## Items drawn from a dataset
────────
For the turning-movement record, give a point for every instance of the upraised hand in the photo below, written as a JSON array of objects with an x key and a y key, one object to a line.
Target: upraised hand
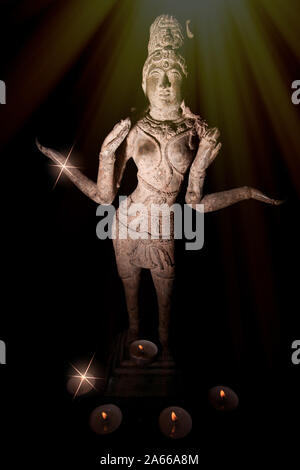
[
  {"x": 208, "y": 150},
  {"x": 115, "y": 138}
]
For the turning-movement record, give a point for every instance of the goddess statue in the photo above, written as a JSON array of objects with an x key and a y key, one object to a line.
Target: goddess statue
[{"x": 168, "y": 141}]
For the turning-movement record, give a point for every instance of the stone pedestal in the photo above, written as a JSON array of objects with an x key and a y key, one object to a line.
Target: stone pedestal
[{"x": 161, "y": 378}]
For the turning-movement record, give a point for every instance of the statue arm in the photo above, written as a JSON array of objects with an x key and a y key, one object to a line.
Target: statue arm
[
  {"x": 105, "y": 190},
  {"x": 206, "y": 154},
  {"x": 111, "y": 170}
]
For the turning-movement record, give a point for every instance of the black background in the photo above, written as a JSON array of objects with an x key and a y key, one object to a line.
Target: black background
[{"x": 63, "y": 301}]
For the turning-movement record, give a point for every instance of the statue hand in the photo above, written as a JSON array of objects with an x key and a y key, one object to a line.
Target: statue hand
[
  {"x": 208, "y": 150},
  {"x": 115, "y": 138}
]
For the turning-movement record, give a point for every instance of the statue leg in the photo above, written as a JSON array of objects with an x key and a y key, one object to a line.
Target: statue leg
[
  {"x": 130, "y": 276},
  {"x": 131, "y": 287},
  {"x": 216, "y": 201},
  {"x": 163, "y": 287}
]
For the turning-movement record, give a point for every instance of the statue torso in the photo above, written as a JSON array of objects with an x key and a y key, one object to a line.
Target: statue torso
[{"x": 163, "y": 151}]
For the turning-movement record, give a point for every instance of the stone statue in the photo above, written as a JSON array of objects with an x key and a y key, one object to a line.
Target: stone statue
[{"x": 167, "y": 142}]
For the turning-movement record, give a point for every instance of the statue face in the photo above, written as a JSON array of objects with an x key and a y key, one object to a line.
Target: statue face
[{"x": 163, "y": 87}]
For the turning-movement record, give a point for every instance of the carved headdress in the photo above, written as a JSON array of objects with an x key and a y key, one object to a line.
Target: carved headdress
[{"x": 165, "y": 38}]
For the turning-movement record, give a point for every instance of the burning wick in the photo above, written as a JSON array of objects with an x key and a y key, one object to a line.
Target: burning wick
────────
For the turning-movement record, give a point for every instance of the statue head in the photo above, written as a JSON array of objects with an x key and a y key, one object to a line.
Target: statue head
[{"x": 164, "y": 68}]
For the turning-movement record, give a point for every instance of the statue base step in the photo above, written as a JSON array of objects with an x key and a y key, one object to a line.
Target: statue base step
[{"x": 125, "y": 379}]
────────
## Required task
Copy the lines of the records above verbatim, starting at the line that contains "the statue face" and ending at the line that contains "Target: burning wick", with both of those lines included.

## Full output
For the turning-movement record, give a point for every instance of the statue face in the photo above, written as a JSON array of objects with an x key and a y key, one object to a line.
Target: statue face
[{"x": 163, "y": 87}]
For the turning-movement record, give a point for every instance of the carved headdress in the photo above, written as a JSON array of objects with an x key and a y key, one object to a line.
Target: carved headdress
[{"x": 165, "y": 38}]
For the turning-movement record, give a point for every instance of the burning wick in the photo above, written as a JSON array of objects with an x key and a y key, one object to a line.
Target: burning wick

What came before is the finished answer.